Image point grounding data
- - -

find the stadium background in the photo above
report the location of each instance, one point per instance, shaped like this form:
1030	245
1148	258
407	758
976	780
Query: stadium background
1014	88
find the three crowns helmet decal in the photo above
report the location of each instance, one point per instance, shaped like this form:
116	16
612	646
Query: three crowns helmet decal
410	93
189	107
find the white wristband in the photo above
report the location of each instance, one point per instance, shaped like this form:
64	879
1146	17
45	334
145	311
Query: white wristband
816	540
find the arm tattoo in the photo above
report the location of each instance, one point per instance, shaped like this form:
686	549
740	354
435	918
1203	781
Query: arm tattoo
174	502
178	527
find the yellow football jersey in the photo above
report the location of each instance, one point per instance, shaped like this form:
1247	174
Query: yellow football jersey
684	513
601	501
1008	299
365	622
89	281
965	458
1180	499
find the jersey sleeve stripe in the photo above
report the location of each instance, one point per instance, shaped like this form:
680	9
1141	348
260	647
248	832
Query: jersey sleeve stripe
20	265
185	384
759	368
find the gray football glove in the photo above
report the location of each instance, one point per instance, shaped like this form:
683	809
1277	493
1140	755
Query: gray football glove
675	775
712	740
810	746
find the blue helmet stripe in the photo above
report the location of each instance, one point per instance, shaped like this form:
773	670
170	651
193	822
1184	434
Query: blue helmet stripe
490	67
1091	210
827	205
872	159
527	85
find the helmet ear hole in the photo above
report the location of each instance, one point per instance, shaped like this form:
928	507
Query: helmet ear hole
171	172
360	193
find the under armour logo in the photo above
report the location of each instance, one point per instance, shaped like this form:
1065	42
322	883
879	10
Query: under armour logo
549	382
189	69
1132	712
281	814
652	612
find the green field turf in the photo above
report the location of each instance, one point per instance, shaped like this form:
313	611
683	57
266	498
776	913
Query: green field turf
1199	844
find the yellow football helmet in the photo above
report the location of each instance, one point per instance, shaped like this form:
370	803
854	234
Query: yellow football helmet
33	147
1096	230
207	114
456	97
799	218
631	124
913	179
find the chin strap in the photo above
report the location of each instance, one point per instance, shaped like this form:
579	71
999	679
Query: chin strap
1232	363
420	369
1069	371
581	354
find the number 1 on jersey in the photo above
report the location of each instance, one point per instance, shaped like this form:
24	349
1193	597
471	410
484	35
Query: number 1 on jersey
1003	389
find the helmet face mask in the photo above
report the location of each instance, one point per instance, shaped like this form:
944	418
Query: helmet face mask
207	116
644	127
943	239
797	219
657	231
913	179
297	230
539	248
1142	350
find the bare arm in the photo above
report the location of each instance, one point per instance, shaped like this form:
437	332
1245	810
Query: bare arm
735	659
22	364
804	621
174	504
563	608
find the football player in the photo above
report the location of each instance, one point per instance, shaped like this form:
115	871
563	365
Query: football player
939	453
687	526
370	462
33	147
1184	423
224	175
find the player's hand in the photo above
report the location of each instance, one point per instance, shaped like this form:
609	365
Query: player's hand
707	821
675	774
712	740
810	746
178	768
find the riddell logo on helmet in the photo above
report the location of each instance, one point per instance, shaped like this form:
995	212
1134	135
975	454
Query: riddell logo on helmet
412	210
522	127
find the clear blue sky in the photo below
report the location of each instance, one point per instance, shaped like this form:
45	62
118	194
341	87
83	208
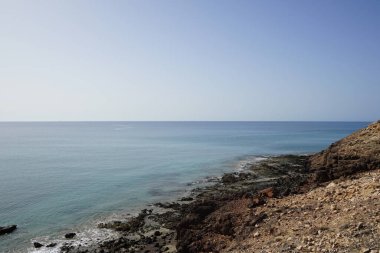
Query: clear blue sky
189	60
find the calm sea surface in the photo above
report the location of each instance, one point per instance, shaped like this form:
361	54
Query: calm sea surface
54	176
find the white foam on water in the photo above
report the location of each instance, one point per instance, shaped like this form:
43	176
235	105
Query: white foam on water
88	237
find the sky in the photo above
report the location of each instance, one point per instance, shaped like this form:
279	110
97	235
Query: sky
78	60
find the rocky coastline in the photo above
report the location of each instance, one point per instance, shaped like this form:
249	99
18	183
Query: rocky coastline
241	211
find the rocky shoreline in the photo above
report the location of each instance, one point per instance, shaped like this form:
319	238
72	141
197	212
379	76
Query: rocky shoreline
227	214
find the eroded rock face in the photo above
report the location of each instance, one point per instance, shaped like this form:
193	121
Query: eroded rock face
359	151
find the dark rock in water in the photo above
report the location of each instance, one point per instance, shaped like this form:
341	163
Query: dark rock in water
7	229
37	245
229	178
70	235
186	199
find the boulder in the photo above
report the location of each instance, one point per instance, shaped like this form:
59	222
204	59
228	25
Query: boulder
7	229
37	245
70	235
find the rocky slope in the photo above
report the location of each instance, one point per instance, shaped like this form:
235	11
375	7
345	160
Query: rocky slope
341	216
357	152
282	204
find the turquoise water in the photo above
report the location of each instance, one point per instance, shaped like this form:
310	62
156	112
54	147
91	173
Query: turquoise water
54	176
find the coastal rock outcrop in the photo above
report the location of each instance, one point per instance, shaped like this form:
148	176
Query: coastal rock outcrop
70	235
7	229
357	152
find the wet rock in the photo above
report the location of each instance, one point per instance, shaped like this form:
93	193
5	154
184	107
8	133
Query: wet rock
186	199
7	229
37	245
229	178
70	235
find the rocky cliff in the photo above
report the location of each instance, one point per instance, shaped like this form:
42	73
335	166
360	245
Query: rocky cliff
359	151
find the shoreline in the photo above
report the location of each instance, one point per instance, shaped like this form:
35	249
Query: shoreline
89	234
159	216
215	217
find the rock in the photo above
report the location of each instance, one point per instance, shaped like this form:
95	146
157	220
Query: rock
229	178
359	151
70	235
51	245
186	199
37	245
331	185
360	226
268	192
7	229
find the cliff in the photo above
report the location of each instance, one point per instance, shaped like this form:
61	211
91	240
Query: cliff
359	151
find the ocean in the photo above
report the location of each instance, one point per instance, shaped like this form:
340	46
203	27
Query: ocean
62	176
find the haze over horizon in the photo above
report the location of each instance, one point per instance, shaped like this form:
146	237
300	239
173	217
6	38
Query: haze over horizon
189	60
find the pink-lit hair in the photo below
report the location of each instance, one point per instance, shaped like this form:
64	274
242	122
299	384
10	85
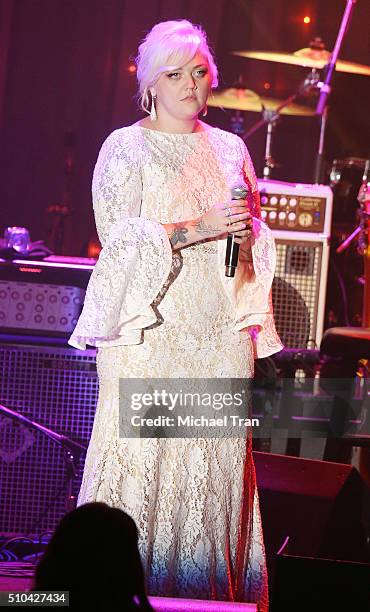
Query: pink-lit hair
170	45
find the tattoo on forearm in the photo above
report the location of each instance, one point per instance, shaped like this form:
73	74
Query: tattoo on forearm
178	235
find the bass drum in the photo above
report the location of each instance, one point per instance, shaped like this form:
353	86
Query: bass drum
345	278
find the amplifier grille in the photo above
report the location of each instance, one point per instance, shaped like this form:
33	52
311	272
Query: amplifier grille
295	291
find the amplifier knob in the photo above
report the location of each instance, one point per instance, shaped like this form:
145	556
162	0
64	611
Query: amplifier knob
305	219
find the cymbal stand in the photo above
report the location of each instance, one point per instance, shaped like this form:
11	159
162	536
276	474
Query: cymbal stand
325	89
72	450
271	117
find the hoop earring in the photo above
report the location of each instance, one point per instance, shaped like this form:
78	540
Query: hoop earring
153	112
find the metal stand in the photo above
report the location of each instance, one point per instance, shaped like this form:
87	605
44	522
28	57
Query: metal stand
72	450
271	117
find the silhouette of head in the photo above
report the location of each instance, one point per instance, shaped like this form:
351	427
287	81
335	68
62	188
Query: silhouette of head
94	555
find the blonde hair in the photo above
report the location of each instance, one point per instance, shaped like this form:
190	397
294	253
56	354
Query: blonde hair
169	45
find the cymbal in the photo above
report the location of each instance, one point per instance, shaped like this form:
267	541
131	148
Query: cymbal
248	100
308	58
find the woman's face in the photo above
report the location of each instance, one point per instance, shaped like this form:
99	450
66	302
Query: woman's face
183	92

- - -

EXERCISE BRIEF = Exact copy, no pictures: please print the data above once more.

SOLUTION TO THIS PROBLEM =
find the stadium background in the photo above
report the location of each instance, one point per instance, shaped like this form:
1030	245
1148	258
407	758
976	780
Query: stadium background
1014	88
find the three crowns helmet decal in the photo above
report the location of each instance, one point per instance, shaped like this form:
116	16
612	646
Query: three crowns helmet decal
410	93
189	107
find the white wristband in the photo above
report the location of each instance, one point per instance, shaped like this form:
64	879
1146	17
45	334
145	311
Query: white wristband
816	540
find the arm tattoo in the photo above
report the location of each instance, one point per instance, shaped like this form:
686	549
740	354
435	918
1203	781
Query: arm tattoo
174	502
178	527
find the yellow football jersey in the photo above
report the location of each instance, one point per instance, shaped like this form:
1247	174
Query: yellow football jersey
684	513
601	501
1008	299
365	622
89	281
965	458
1180	499
find the jersey sleeve stripe in the photo above
report the location of each instance, one point per instance, shaped like this form:
680	9
1141	348
260	647
248	832
Query: jersey sleeve stripe
20	265
185	384
759	368
find the gray football glove in the photo above
report the location of each instance, one point per instance, shaped like this form:
683	809
1277	493
1140	755
Query: gray football glove
675	775
712	740
810	746
find the blue helmet stripe in the photo above
report the location of each instance, one point per instance, shaped like this form:
773	670
170	651
193	822
1184	434
Query: blue helmet stripe
490	67
1091	210
827	205
872	159
527	85
find the helmet ear hole in the photo above
report the location of each instance, one point per instance, shaped like this form:
928	507
Query: helmet ear hole
171	172
360	193
find the under armour logo in the photo above
report the location of each instance, one point per instance, shaped like this form:
1065	42
322	883
879	10
Query: under armour logo
549	382
189	69
1132	712
281	814
652	612
find the green field turf in the photo above
report the location of each instance, one point per instance, shaped like this form:
313	611
683	57
266	498
776	913
Query: green field turf
1199	844
find the yellow football helmet in the photo above
report the location of each instance, one point per instance, shaped like this form:
370	803
854	234
Query: yellow football helmet
33	147
1096	230
207	114
456	97
799	218
631	124
913	179
find the chin strap in the photo above
report the location of each instance, one point per instance, shaped like this form:
579	71
999	679
Query: chin strap
1232	363
420	369
1069	371
581	354
find the number 1 on jersey in the photo above
report the location of each instance, one point per instance, shaped like this form:
24	349
1193	597
471	410
484	35
Query: number 1 on jersey
1003	389
find the helmet face mask in the photo above
report the location of each instance, one point per instance, shaped like this form:
944	418
Query: helmet face mask
207	116
644	127
943	239
797	219
657	231
913	179
297	230
539	248
1142	350
find the bare arm in the photo above
report the location of each instance, one point per instance, shaped like this form:
437	332
1245	810
Query: bare arm
735	659
22	364
804	621
174	504
563	608
find the football player in the photo above
report the location of each instance, one point per instance, shaped like this form:
115	871
563	365
Query: football player
939	453
687	526
370	462
33	147
1184	423
224	175
find the player's hand in the photo above
report the location of each instance, one point per instance, shaped like this form:
609	365
Query: player's hand
707	821
675	774
712	740
810	746
178	768
find the riddell logo on helmet in the photo above
report the location of each instance, one point per instance, shaped like this form:
995	212
1134	135
975	454
Query: riddell logo on helmet
412	210
522	127
find the clear blue sky in the photo below
report the location of each instance, one point per instance, shaped like this form:
45	62
118	194
341	87
83	208
Query: clear blue sky
189	60
find the calm sea surface in the photo above
report the location of each instance, one point per instance, shaped like this form:
361	54
Query: calm sea surface
54	176
find the white foam on water in the photo above
report the location of each instance, one point per instance, shaped like this form:
43	176
235	105
Query: white foam on water
88	237
find the sky in the photo above
report the location of each instance, one point per instance, shaped like this form:
279	110
97	235
Query: sky
78	60
find the rocky coastline in the photo above
report the location of each instance, one point per instance, shaped like this form:
249	99
18	183
Query: rocky coastline
241	211
find the rocky shoreline in the photo above
report the location of each instance, one point per instance, shaped like this form:
319	238
72	141
197	212
379	76
Query: rocky shoreline
227	214
find the eroded rock face in the photo above
report the location of each instance, one point per instance, shaped like this form:
193	121
Query: eroded rock face
359	151
find the dark rock in water in the photo above
report the location of each instance, one point per instance, shaped like this form:
341	163
Query: dark rock in water
7	229
37	245
229	178
70	235
186	199
find the boulder in the photo above
report the location of each instance, one point per instance, shaped like this form:
59	222
204	59
228	25
Query: boulder
7	229
37	245
70	235
find the rocky slope in the photo above
report the location of each instance, one point per instance, shaped like this form:
235	11
375	7
345	160
Query: rocky slope
341	216
357	152
282	204
find the turquoise water in the photo above
report the location of each instance, one point per instance, shaped like this form:
310	62
156	112
54	147
91	173
Query: turquoise water
54	176
find the coastal rock outcrop in the photo above
report the location of each instance, one point per instance, shaped like this form:
148	176
Query: coastal rock outcrop
70	235
7	229
357	152
find the wet rock in the photo above
report the location of each instance, one point per instance, shaped like this form:
93	193
5	154
184	107
8	133
Query: wet rock
186	199
7	229
37	245
229	178
70	235
find the rocky cliff in the photo above
report the location of each instance, one point per instance, shaped like this form:
42	73
335	166
360	245
Query: rocky cliff
359	151
find the shoreline in the photo above
report the location of each instance, one point per instance, shaped like this form:
35	249
Query: shoreline
89	234
159	216
215	217
find the rock in the photo above
report the location of each instance, one point per instance, shaped like this form:
95	146
157	220
Query: rock
229	178
359	151
70	235
51	245
186	199
37	245
331	185
360	226
268	192
7	229
find the cliff in the photo above
report the location of each instance, one point per instance, shaped like this form:
61	211
91	240
Query: cliff
359	151
find the ocean in the photo above
report the location of each instance, one point per instance, shaped like this form:
340	46
203	27
Query: ocean
62	176
find the haze over horizon in the photo above
report the location of each instance, one point per instance, shaped like this form:
146	237
300	239
173	217
6	38
Query: haze over horizon
189	60
find the pink-lit hair in the photo below
report the location of each instance, one point per instance, shaped like this form:
64	274
242	122
299	384
10	85
Query: pink-lit hair
170	45
find the tattoo on forearm in the photo above
report the location of each instance, one point per instance, shaped like this form:
73	74
Query: tattoo on forearm
178	235
find the bass drum in the photo above
report the location of each instance, one point per instance, shaped like this form:
353	86
Query: bass drum
345	278
find the amplifier grille in the photo above
report the location of each instance, one point per instance, shaped like this form:
33	52
311	272
Query: amplifier grille
295	291
find the amplifier knob in the photo above
report the location of each instance, one point per instance, shaped like this form:
145	556
162	0
64	611
Query: amplifier knob
305	219
find the cymbal stand in the photo above
report the location of each instance, one point per instance, shaped like this form:
11	159
162	536
276	474
Query: cymbal stand
325	89
72	450
271	117
find the hoop earring in the photo above
report the location of each instance, one point per instance, shaped like this form:
78	540
Query: hoop earring
153	112
find the metal stand in the photo above
report the location of each instance, one point per instance, shaped like this form:
87	605
44	522
28	57
Query: metal stand
72	450
271	117
find the silhouette of head in the photo above
report the location of each instance, one point per instance, shaped like this form:
351	427
287	81
335	68
62	188
Query: silhouette of head
94	555
find the blonde hair in the photo above
report the location of each instance, one point per instance, shaped like this form:
190	397
294	253
56	354
Query: blonde hair
169	45
find the cymbal in the photo above
report the location of each instance, one point per instance, shaped like this form:
267	541
131	148
Query: cymbal
248	100
308	58
find the woman's face in the photo above
report the location of each instance, one point per instance, shaped like this form:
99	450
66	302
Query: woman's face
183	92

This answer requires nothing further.